## TASK REQUIREMENTS
Leave the pictures out and transcribe every record exactly.

-------- DATASET CONTENT

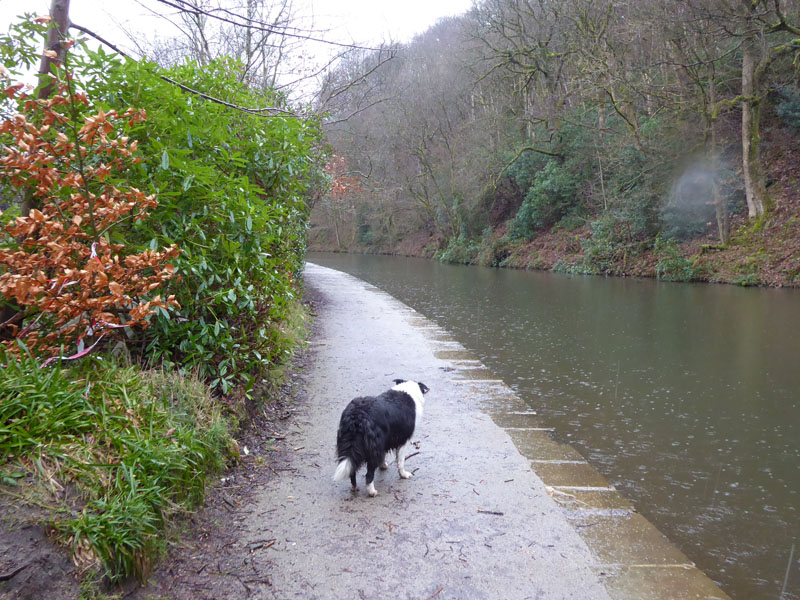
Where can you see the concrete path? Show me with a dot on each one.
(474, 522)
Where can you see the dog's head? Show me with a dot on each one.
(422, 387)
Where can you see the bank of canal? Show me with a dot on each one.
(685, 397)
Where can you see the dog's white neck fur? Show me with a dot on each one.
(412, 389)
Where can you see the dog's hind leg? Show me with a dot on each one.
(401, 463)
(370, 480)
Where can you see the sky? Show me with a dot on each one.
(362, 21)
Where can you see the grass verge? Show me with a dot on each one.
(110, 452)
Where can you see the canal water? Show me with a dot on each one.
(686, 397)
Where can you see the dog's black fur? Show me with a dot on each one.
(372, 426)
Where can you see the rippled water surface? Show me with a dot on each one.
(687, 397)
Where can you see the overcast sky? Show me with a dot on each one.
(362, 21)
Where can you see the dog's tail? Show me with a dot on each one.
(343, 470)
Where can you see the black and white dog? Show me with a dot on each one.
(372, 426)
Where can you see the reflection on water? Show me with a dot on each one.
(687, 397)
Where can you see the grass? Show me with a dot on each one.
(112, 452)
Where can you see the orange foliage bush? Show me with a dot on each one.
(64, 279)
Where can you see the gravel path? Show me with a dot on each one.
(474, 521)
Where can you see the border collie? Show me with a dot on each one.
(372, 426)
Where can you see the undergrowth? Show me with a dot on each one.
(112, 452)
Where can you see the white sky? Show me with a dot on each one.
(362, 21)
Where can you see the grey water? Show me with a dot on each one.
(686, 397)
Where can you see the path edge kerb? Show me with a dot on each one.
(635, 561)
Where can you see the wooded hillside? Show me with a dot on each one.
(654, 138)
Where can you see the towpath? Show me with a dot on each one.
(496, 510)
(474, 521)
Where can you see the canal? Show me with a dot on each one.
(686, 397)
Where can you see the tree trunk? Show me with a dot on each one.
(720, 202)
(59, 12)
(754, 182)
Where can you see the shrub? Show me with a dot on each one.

----------------

## TASK SOLUTION
Where can you see the concrete path? Show me with a dot on each one.
(474, 522)
Where can you see the dog's head? Show me with a dot on each one.
(422, 387)
Where can you see the bank of canal? Show me with a dot on each one.
(685, 397)
Where can you see the dog's white neck fur? Show me with a dot on each one.
(412, 389)
Where can you see the dog's hind leg? Show me with a dot on each one.
(401, 463)
(370, 480)
Where can you see the sky? Show me with a dot on each one.
(362, 21)
Where can you see the grass verge? Show me with a dot on each one.
(110, 452)
Where can you see the canal water? Show me with a dot on each one.
(686, 397)
Where can you see the dog's black fur? Show me with a dot on each one.
(372, 426)
Where can you see the rippled water surface? Show me with a dot on each one.
(687, 397)
Where can you see the overcast sky? Show me with a dot on each one.
(362, 21)
Where can you see the dog's tail? Show me with a dot on each one.
(343, 470)
Where can you see the black and white dog? Show me with a dot on each one.
(372, 426)
Where can you see the reflection on water? Show me with a dot on each one.
(687, 397)
Where can you see the grass? Show me with a dot on each one.
(112, 452)
Where can you see the orange foliage bush? Show me with a dot on each one.
(64, 279)
Where can you see the gravel path? Show me with a dot on each one.
(474, 521)
Where can you see the border collie? Show me with a dot on each one.
(372, 426)
Where can you see the undergrowth? Show me with a dot on each one.
(112, 452)
Where can you see the white sky? Show me with a dot on each one.
(362, 21)
Where can you see the grey water? Show me with a dot on each one.
(686, 397)
Where can you see the path edge kerb? Show me with a dot on each one.
(635, 561)
Where can you see the wooded hillside? Show me with a dot on each one.
(654, 138)
Where can you see the towpath? Show me with a dot on each one.
(496, 510)
(474, 521)
Where can you see the canal? Show me with a dot on each one.
(686, 397)
Where can you see the tree trunk? Show me with a dot on each one.
(720, 202)
(59, 12)
(754, 182)
Where can you see the shrub? Show me with a dot on each one.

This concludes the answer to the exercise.